___ Data for the task ___
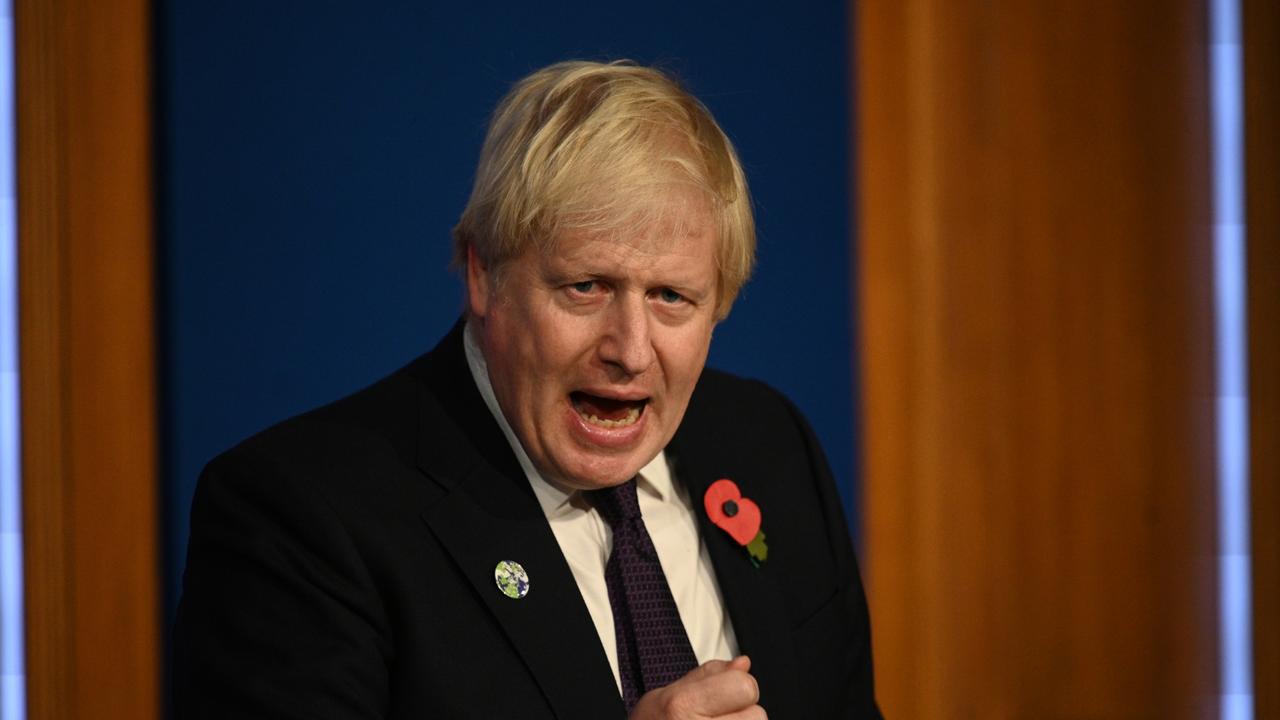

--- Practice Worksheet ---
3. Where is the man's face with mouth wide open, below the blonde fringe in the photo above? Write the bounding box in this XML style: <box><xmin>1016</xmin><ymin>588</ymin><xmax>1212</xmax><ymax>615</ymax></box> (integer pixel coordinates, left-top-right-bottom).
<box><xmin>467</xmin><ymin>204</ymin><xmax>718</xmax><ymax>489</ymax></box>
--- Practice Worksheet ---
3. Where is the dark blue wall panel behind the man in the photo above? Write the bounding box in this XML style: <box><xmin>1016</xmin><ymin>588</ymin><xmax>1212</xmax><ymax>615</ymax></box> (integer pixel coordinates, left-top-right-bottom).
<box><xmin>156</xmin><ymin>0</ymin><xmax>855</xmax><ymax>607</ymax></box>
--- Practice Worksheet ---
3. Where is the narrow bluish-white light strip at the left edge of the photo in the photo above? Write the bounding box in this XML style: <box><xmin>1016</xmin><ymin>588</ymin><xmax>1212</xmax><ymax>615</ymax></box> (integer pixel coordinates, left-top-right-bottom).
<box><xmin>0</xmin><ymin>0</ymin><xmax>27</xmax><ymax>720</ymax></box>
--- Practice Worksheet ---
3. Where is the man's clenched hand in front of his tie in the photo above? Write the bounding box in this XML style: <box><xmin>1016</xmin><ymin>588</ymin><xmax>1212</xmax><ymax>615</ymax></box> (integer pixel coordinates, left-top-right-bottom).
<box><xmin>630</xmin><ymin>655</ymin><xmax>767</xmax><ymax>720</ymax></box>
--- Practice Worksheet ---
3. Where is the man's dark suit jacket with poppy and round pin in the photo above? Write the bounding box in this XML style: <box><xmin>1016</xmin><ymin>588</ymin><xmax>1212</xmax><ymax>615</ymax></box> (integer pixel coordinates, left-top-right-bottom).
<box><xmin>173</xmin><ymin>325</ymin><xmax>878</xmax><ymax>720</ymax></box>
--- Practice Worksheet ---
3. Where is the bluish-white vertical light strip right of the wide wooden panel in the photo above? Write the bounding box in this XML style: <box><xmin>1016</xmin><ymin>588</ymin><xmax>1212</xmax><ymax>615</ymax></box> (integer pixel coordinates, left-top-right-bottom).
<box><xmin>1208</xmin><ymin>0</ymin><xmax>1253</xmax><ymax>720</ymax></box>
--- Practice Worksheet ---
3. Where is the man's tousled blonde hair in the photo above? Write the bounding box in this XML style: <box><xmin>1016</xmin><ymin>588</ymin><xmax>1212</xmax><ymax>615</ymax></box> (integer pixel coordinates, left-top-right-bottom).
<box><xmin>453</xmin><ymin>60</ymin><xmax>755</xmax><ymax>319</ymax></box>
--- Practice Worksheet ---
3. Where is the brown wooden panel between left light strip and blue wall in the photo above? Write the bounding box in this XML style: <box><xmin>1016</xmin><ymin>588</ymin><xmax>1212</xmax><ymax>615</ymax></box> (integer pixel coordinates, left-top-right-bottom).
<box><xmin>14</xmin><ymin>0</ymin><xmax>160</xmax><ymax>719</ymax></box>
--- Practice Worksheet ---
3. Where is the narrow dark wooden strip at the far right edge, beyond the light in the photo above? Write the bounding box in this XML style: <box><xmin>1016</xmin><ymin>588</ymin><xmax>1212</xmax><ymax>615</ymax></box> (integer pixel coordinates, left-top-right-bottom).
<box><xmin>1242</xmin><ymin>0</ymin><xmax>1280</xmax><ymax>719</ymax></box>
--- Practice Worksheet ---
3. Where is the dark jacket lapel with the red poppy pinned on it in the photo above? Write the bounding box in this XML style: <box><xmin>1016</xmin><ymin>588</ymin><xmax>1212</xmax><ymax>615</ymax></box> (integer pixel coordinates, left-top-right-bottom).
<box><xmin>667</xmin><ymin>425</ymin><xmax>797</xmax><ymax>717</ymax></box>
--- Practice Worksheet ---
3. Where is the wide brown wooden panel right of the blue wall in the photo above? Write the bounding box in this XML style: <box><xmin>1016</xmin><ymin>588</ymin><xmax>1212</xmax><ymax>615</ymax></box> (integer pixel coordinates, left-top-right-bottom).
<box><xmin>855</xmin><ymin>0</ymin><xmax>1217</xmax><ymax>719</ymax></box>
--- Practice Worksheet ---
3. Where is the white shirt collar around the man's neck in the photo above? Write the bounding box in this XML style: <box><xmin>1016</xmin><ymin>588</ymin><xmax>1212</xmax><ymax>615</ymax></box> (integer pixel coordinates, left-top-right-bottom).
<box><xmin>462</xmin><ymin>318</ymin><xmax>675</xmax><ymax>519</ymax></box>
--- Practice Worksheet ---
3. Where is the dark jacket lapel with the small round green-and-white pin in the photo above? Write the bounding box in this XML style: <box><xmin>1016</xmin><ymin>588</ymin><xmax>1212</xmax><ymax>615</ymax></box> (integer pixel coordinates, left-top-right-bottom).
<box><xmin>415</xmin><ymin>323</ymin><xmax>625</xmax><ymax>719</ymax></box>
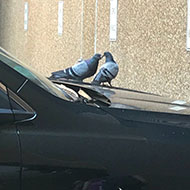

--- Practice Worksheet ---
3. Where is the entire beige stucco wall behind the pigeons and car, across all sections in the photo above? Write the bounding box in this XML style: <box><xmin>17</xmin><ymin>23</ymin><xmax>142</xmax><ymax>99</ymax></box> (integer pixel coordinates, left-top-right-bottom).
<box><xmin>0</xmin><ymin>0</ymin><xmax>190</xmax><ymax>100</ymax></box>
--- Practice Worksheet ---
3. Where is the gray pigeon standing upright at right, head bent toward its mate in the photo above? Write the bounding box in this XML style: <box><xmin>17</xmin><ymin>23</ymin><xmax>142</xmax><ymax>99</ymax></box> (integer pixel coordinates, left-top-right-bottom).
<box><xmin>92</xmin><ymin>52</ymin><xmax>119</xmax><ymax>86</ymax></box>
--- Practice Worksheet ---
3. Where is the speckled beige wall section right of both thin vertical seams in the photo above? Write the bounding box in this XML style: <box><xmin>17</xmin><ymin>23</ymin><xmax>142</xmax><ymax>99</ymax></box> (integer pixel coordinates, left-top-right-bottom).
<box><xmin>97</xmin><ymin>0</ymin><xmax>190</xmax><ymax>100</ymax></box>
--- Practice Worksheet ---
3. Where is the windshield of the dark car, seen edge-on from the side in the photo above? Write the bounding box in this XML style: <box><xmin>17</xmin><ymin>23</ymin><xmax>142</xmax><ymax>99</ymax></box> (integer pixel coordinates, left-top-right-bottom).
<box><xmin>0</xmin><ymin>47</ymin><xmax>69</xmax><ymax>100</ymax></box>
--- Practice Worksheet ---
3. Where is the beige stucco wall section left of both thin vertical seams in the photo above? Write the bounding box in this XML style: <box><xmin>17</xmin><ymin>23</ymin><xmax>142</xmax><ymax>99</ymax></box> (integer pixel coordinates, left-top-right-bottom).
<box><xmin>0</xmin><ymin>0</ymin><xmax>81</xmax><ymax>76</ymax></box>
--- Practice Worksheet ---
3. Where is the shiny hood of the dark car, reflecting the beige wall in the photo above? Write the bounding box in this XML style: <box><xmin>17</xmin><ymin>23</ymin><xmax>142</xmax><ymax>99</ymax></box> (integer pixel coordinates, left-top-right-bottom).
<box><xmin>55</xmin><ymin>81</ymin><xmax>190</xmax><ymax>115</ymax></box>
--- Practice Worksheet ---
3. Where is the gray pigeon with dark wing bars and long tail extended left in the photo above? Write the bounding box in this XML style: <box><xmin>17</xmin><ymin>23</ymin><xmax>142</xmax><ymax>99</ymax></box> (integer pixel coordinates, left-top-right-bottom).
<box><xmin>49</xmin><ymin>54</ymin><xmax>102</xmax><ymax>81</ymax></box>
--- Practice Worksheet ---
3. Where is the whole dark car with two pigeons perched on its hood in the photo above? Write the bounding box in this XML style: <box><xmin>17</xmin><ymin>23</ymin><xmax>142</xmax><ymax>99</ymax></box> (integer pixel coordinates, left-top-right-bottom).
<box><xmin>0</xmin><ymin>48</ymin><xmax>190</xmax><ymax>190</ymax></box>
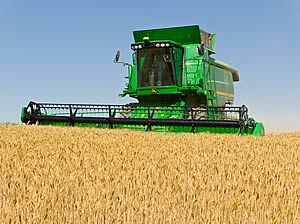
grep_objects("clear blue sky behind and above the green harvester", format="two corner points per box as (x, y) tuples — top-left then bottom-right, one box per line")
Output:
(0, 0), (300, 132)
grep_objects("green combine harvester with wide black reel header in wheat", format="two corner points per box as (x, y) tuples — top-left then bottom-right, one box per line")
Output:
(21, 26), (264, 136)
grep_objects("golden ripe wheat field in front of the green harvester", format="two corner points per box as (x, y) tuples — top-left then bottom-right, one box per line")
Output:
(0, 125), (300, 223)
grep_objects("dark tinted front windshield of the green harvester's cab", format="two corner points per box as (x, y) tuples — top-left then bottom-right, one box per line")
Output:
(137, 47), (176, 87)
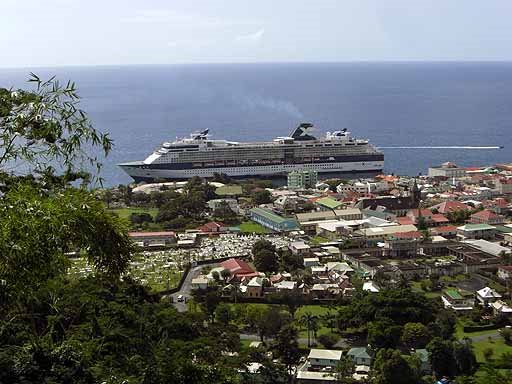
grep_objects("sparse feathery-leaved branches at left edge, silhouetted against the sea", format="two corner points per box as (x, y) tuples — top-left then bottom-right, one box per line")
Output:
___
___ Data for the task ___
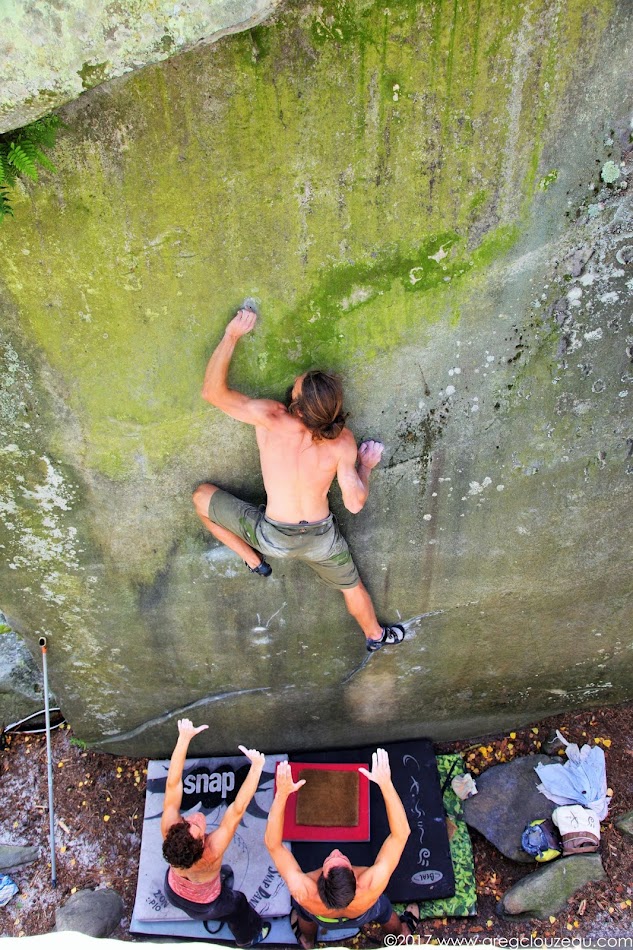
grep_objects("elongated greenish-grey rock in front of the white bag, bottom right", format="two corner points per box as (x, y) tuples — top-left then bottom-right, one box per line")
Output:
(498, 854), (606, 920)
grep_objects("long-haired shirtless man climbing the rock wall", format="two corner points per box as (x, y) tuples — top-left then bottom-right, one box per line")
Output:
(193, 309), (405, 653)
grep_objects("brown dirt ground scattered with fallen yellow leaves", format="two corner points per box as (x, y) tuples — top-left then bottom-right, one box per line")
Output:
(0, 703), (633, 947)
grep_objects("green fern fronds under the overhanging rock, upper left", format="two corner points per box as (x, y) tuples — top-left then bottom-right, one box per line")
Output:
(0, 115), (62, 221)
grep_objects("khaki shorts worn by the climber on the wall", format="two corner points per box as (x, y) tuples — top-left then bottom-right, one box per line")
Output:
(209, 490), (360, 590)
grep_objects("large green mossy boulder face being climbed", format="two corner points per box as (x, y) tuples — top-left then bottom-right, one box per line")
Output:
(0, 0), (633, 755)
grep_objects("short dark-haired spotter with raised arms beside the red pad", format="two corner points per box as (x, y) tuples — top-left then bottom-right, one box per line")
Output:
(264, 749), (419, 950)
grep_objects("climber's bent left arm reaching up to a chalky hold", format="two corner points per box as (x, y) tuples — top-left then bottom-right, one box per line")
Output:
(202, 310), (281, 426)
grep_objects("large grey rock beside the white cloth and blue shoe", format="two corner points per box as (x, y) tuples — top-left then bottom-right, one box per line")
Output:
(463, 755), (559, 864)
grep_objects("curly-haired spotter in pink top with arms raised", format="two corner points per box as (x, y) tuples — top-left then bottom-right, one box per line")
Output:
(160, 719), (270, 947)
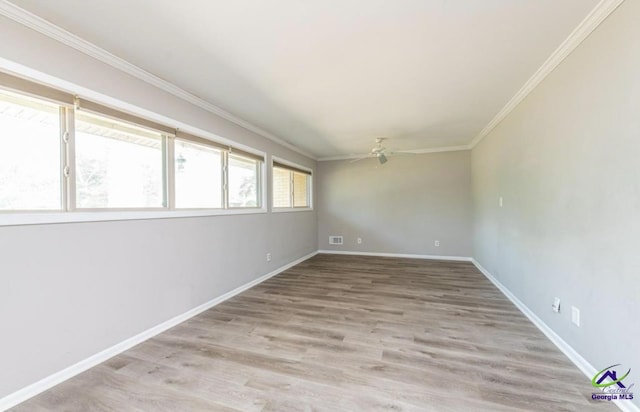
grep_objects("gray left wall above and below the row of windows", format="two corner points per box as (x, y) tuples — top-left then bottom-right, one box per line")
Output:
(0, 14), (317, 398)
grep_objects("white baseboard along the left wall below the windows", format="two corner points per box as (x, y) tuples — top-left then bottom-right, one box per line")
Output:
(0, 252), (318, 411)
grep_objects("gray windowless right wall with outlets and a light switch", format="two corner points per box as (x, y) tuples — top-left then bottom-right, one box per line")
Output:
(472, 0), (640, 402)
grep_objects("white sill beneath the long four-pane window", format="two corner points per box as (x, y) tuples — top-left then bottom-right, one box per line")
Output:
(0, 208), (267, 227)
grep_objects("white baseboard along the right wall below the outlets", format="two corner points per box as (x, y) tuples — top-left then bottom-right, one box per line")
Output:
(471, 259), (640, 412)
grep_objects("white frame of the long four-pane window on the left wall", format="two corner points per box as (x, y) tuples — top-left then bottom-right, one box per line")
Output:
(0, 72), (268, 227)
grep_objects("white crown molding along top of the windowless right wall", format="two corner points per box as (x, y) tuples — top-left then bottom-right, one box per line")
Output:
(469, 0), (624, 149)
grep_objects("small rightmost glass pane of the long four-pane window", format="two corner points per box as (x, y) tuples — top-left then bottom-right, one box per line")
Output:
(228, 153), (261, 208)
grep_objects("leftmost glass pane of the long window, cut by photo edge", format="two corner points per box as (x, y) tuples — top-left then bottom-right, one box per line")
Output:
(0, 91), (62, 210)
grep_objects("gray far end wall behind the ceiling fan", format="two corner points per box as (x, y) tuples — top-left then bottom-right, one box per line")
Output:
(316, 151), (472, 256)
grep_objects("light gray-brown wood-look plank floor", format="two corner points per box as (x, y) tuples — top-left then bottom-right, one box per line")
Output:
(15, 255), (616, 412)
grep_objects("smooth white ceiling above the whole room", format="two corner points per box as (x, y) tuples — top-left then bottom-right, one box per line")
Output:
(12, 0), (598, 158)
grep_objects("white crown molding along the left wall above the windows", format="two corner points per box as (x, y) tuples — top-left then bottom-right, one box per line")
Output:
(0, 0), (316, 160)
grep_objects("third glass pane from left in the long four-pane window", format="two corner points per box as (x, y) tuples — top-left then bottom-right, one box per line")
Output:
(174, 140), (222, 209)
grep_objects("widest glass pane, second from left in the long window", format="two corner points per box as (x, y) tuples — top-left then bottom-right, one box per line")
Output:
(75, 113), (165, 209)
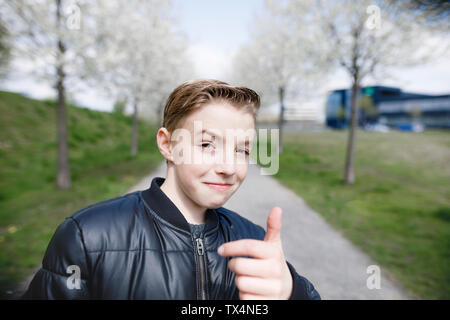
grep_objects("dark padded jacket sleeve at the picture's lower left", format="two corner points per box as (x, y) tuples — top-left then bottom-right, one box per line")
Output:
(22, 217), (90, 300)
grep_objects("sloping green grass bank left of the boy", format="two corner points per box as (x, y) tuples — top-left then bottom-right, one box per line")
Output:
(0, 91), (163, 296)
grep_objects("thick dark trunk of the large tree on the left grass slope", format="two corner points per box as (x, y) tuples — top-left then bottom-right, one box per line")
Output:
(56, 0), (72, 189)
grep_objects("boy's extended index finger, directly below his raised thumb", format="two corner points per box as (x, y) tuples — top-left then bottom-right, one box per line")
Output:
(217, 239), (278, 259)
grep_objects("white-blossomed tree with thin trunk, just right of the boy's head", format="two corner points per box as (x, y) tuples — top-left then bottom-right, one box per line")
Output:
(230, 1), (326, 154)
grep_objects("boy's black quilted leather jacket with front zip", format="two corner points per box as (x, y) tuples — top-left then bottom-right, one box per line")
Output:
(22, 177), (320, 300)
___
___ Data for the task ___
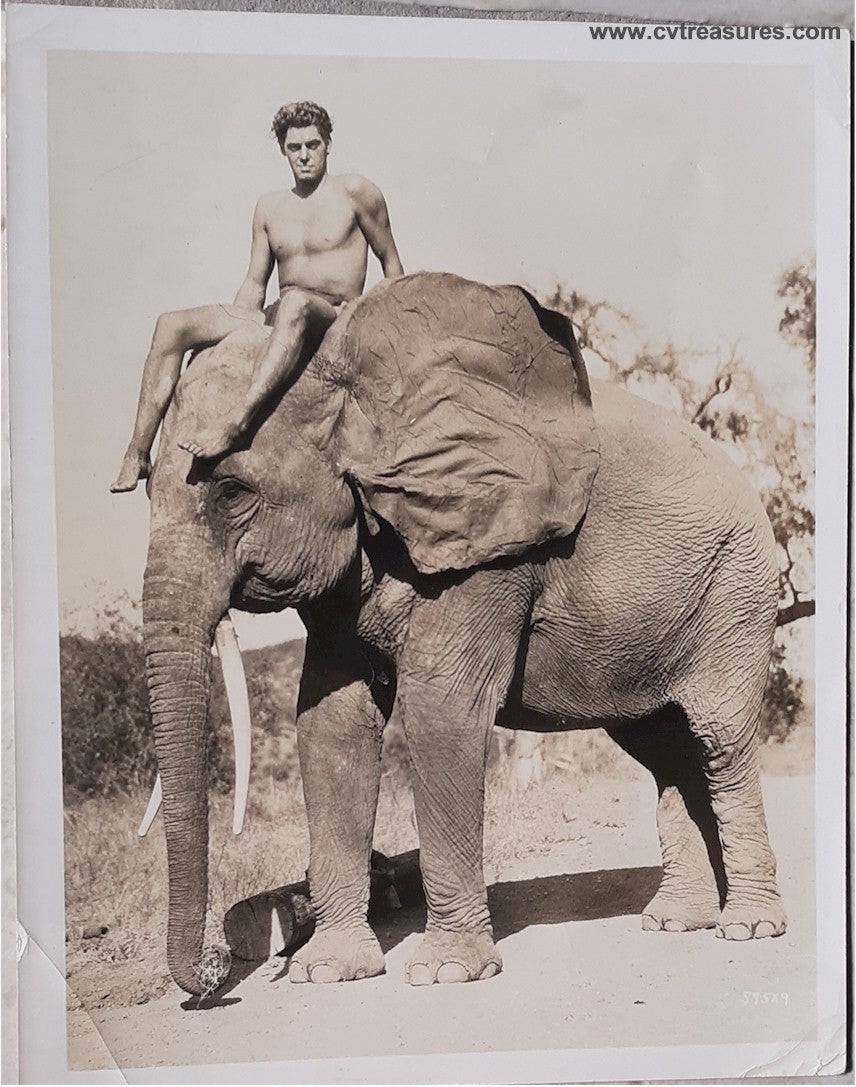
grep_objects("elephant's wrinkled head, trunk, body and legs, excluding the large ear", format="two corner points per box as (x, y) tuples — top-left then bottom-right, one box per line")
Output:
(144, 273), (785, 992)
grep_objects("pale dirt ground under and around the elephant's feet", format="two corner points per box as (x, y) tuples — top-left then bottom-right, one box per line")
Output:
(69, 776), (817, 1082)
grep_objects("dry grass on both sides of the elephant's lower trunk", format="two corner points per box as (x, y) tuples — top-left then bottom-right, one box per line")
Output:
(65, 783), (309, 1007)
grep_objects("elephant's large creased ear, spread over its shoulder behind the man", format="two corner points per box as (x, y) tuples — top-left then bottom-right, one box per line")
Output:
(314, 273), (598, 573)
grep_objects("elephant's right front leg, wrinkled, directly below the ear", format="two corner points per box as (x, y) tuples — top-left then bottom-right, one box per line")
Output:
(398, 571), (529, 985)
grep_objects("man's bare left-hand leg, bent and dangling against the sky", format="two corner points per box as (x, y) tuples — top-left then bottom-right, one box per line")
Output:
___
Every line above that carries the string "tree" should be copied.

grep_objects("thick dark trunk of the large tree on the left grass slope", format="two corner points per box as (x, y) tuples — top-left then bottom-right, one box per line")
grep_objects("white-blossomed tree with thin trunk, just right of the boy's head", format="two corner points per box as (x, y) tuples — top-left then bottom-right, one box per line")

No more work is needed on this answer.